Com a inserção do sistema de cotas, lei de 2012, houve avanço no índice de estudantes negros que frequentam a Universidade. Em 2000, só 2,2% dos graduados eram negros e pardos, já em 2017 alcançaram 9,3%. Esse é o caso da estudante Larissa Andrade, 18 anos, que hoje frequenta a UFABC (Universidade Federal do ABC). “Muitas pessoas brancas possuem boa estrutura acadêmica e têm maior base no ensino privado, e nós (negros e estudantes de escola pública), na maioria das vezes, não”, comentou. A aluna completou dizendo que apesar das cotas, ainda é evidente a ausência do que ela chama de corpo negro dentro da instituição.

De acordo com Caroline Lucena, 19, também da UFABC e integrante do Coletivo Negro Vozes, o corpo negro é a marca do indivíduo dentro de determinado meio social e político, sendo a forma como o mesmo se identifica e é identificado pelos outros. A cor da pele se torna a representação de uma história. “Dentro da Universidade, o corpo negro tem o papel de afirmar que estamos conquistando espaços e que não somos apenas pessoas que ocupam posições inferiores e de pouco reconhecimento”, explica Caroline. Em um espaço majoritariamente branco, os estudantes revelam que muitas vezes se sentem acuados, principalmente com o racismo indireto por parte de docentes ou outros alunos, de forma que o impacto só é suavizado por conta da convivência com as pessoas da mesma cor de pele, que passam por desafios diários semelhantes para pertencer no espaço acadêmico.

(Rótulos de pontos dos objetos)
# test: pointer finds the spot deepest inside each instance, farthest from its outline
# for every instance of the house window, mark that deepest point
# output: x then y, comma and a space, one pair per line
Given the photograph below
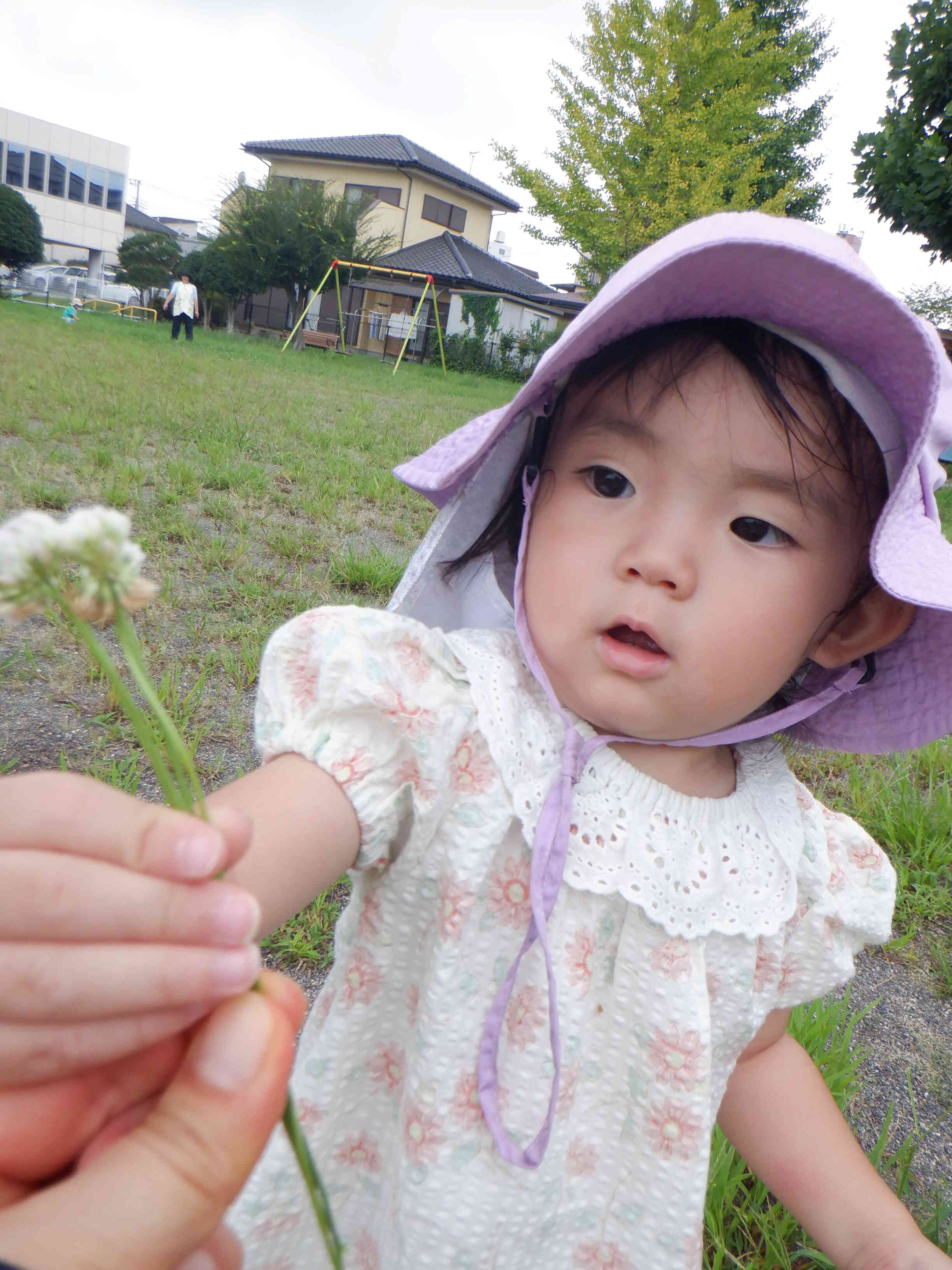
78, 182
443, 214
115, 191
37, 171
16, 164
97, 187
56, 181
372, 193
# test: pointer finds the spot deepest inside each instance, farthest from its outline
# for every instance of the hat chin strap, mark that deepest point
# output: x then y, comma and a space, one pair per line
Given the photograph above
551, 845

- [Sua tarefa]: Copie, do texto sobre as cotas na universidade, o trecho que começa nas palavras que contêm “De acordo com” e termina em “no espaço acadêmico.”.

- [Resposta da tarefa]:
De acordo com Caroline Lucena, 19, também da UFABC e integrante do Coletivo Negro Vozes, o corpo negro é a marca do indivíduo dentro de determinado meio social e político, sendo a forma como o mesmo se identifica e é identificado pelos outros. A cor da pele se torna a representação de uma história. “Dentro da Universidade, o corpo negro tem o papel de afirmar que estamos conquistando espaços e que não somos apenas pessoas que ocupam posições inferiores e de pouco reconhecimento”, explica Caroline. Em um espaço majoritariamente branco, os estudantes revelam que muitas vezes se sentem acuados, principalmente com o racismo indireto por parte de docentes ou outros alunos, de forma que o impacto só é suavizado por conta da convivência com as pessoas da mesma cor de pele, que passam por desafios diários semelhantes para pertencer no espaço acadêmico.